_DESCRIPTION OF THE TASK_
Put each line of the data below into a JSON list of strings, one string per line, and leave out the blank lines.

_DATASET EXCERPTS_
□ □ □ □ □ □ □

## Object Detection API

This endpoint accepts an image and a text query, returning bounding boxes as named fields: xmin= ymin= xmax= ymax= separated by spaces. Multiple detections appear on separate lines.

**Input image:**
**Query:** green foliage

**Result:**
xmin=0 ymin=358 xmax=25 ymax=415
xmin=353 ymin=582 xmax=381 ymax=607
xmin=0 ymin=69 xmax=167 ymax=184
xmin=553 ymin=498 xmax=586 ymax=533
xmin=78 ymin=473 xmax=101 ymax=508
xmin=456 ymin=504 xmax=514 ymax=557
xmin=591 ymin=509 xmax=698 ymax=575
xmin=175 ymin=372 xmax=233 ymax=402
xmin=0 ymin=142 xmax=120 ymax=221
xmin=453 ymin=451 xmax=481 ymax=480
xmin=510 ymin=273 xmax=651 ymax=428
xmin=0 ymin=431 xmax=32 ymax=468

□ □ □ □ □ □ □

_EXERCISE ANSWER_
[
  "## Object Detection API",
  "This endpoint accepts an image and a text query, returning bounding boxes as named fields: xmin= ymin= xmax= ymax= separated by spaces. Multiple detections appear on separate lines.",
  "**Input image:**",
  "**Query:** green foliage",
  "**Result:**",
  "xmin=0 ymin=358 xmax=25 ymax=415",
  "xmin=353 ymin=582 xmax=381 ymax=607",
  "xmin=0 ymin=69 xmax=167 ymax=184",
  "xmin=553 ymin=498 xmax=586 ymax=533",
  "xmin=78 ymin=473 xmax=101 ymax=508",
  "xmin=456 ymin=504 xmax=514 ymax=557",
  "xmin=591 ymin=509 xmax=698 ymax=575",
  "xmin=175 ymin=372 xmax=233 ymax=402",
  "xmin=0 ymin=142 xmax=120 ymax=221",
  "xmin=453 ymin=451 xmax=481 ymax=480",
  "xmin=510 ymin=273 xmax=651 ymax=428",
  "xmin=0 ymin=431 xmax=32 ymax=468"
]